◆ Document passage ◆

The heritage you want to pass on, of reading original Shakespeare and understanding everything he wrote, has been gone for hundreds of years.
I don't think this is a widely held view, except perhaps among those who only speak English.
It seems to have been alive and well in American culture until quite recently.
As far as Shakespeare being the greatest author of all time, I think he certainly makes everyone's shortlist regardless of where they're from. I would certainly rank him above the top writers in the other major European languages (Cervantes for Spanish, Goethe for German, etc.), but I can't speak to the best of the other major literary traditions except that Du Fu probably gives him a run for his money.
Soundbites and references to Shakespeare have been alive and well and in fact continue to be alive and well.
As for actually understanding everything that he wrote beyond the soundbites that remain comprehensible in The Year of Our Lord 2023, you cannot do that today without studying English as Shakespeare spoke it.

◆ Exercise a ◆
In the passage on Shakespeare, which poet does the writer say probably gives Shakespeare a run for his money?
The passage on Shakespeare and the entries come from unrelated sources.

Source data:
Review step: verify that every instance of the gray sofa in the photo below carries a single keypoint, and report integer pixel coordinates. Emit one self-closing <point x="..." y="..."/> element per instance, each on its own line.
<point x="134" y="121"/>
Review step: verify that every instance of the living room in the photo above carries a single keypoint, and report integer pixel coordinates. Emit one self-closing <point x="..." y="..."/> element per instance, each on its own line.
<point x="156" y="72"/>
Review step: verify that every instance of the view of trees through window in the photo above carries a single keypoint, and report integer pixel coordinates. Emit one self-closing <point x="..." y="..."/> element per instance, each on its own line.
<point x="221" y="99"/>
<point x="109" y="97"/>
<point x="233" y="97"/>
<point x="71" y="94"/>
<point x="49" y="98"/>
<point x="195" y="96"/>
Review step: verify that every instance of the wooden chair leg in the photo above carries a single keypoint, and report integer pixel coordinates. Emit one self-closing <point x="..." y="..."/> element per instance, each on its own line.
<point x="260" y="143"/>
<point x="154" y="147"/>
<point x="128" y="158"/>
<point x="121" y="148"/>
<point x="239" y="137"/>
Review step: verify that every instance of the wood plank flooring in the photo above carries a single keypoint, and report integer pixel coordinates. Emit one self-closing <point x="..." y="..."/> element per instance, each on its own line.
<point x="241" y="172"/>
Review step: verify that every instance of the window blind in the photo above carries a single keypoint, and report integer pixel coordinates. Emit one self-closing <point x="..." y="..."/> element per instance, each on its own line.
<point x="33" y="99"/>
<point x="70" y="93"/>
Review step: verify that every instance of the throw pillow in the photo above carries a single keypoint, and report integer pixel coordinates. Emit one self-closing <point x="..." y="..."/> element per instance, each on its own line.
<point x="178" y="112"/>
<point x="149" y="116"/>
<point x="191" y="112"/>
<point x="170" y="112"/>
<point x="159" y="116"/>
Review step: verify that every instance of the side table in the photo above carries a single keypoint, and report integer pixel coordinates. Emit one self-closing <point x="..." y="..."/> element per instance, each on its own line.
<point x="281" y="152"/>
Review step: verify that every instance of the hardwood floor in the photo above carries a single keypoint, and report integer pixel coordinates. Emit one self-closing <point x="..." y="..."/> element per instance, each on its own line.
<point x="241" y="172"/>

◆ Exercise b ◆
Give the entries from the line containing "Review step: verify that every instance of the throw" through the end of the entries as a Markdown table with the columns Row and Entry line, leaving out blank lines.

◆ Exercise output a ◆
Du Fu

◆ Exercise output b ◆
| Row | Entry line |
|---|---|
| 1 | Review step: verify that every instance of the throw pillow in the photo above carries a single keypoint, and report integer pixel coordinates. Emit one self-closing <point x="..." y="..."/> element per instance, each on its own line. |
| 2 | <point x="178" y="112"/> |
| 3 | <point x="149" y="116"/> |
| 4 | <point x="191" y="112"/> |
| 5 | <point x="170" y="112"/> |
| 6 | <point x="159" y="116"/> |
| 7 | Review step: verify that every instance of the side table in the photo above carries a single keypoint, and report integer pixel coordinates. Emit one self-closing <point x="..." y="..."/> element per instance, each on its own line. |
| 8 | <point x="281" y="152"/> |
| 9 | Review step: verify that every instance of the hardwood floor in the photo above carries a single keypoint, and report integer pixel coordinates. Emit one self-closing <point x="..." y="..."/> element per instance, each on its own line. |
| 10 | <point x="241" y="172"/> |